* **EXTRACT TO READ**
----------------------------------------
16 Dec 2010

Imperial: new centre to translate health research through to application


A new centre that aims to turn health research into evidence-based policy innovations has been launched at Imperial College. The Centre for Health Policy, part of Imperial’s Institute of Global Health Innovation (IGHI), brings together academics, clinicians and policymakers, to tackle the strategic challenges involved in improving population health and health services around the world.

The Centre, a joint venture between the Faculty of Medicine and the Business School, will play a central role in fulfilling the IGHI’s remit to influence health policy. In addition to conducting research to inform innovation in health policy, the Centre will train the next generation of international health policymakers, offering fellowships, research degrees and short courses.

The Centre is co-directed by Ara Darzi, Chair of the IGHI, and Peter Smith, Professor of Health Policy in the Imperial College Business School. Professor Darzi served as Parliamentary Under-Secretary of State in the UK Department of Health from 2007 to 2009. He is also Chair of Global Agenda Council for Health in the World Economic Forum.

“My time as a minister taught me that policy-making and the delivery of healthcare needs to be elevated to a science, with an evidence base comparable to medicine,” Darzi said. “I was also struck by how international experience could be better shared and the need to professionalise health policy-making in part through formal education.”
----------------------------------------
* **TO DO**
Edit the announcement about Imperial's new health policy centre by rewriting it from "Imperial: new centre" to "and short courses." with "fellowships" changed to "scholarships". The entries that come next have no connection to the announcement.
----------------------------------------
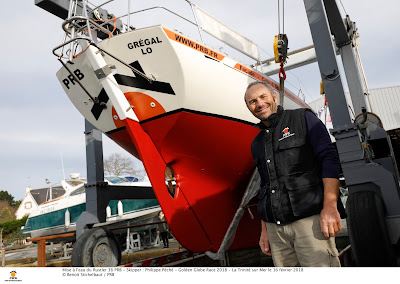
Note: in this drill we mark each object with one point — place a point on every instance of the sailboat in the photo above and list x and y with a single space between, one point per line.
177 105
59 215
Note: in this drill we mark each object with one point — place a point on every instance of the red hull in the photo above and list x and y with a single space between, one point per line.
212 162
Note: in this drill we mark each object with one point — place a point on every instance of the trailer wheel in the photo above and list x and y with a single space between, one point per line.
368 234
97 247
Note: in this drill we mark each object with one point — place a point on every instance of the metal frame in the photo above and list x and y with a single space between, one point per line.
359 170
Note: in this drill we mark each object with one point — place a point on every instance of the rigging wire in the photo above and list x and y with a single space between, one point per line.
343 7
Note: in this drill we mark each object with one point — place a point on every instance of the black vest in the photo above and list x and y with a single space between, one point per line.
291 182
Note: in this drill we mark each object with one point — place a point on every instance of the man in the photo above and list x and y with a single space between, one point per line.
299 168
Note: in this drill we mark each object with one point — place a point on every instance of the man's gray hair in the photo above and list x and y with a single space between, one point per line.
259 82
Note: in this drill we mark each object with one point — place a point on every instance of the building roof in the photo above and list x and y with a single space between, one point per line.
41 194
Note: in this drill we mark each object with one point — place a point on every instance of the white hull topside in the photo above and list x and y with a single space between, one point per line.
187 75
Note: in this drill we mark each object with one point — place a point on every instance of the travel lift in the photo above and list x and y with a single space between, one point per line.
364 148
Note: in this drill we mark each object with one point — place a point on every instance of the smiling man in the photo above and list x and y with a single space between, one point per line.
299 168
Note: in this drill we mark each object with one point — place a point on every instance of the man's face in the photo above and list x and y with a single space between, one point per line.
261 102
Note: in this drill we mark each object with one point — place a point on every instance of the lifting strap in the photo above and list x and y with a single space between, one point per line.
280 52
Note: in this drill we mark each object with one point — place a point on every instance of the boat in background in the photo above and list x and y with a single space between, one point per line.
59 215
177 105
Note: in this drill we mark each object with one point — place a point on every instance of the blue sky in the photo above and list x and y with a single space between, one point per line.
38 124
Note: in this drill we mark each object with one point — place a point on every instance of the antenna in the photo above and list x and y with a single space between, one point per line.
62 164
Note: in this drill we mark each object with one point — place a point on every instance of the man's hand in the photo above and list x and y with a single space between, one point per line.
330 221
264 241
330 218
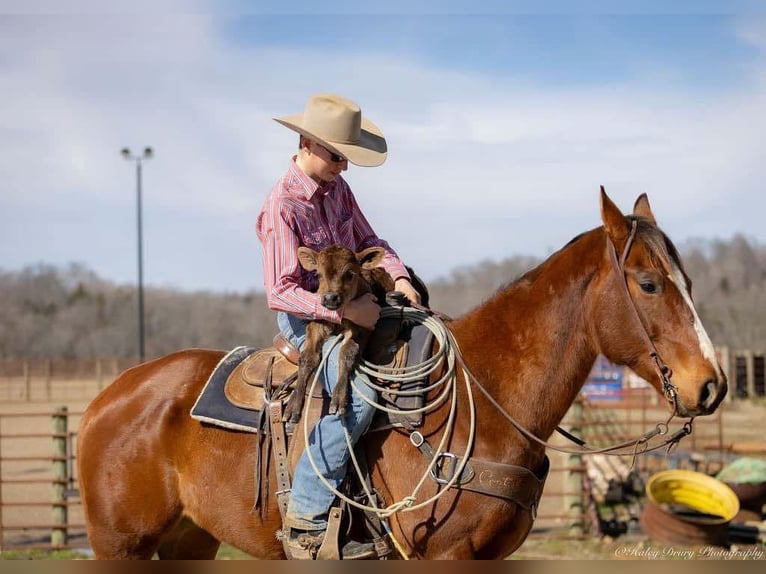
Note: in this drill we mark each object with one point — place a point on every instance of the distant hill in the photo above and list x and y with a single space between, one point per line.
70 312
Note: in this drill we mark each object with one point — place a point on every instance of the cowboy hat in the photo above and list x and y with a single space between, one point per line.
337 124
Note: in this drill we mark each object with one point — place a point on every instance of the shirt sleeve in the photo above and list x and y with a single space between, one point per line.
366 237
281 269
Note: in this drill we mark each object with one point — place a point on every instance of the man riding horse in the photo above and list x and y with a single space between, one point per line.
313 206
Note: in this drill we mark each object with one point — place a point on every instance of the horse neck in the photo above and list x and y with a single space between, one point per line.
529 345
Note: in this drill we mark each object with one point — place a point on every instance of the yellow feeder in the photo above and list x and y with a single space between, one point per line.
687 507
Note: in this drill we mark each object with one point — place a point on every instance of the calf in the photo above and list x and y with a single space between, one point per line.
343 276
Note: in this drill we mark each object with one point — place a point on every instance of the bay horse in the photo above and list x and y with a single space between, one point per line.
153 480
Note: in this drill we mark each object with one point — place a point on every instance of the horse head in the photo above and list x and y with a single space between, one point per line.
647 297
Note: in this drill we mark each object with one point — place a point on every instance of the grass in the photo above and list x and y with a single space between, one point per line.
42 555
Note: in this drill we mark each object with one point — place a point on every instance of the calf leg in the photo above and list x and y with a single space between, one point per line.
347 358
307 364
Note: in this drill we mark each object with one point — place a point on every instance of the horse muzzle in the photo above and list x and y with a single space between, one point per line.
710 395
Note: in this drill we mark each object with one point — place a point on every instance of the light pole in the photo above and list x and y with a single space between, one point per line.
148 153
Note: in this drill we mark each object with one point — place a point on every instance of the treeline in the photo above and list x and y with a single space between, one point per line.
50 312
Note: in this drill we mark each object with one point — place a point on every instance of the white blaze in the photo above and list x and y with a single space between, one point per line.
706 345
----------------------------------------
* **WRITTEN SOLUTION**
Imperial: new centre to translate health research through to application


A new centre that aims to turn health research into evidence-based policy innovations has been launched at Imperial College. The Centre for Health Policy, part of Imperial’s Institute of Global Health Innovation (IGHI), brings together academics, clinicians and policymakers, to tackle the strategic challenges involved in improving population health and health services around the world.

The Centre, a joint venture between the Faculty of Medicine and the Business School, will play a central role in fulfilling the IGHI’s remit to influence health policy. In addition to conducting research to inform innovation in health policy, the Centre will train the next generation of international health policymakers, offering scholarships, research degrees and short courses.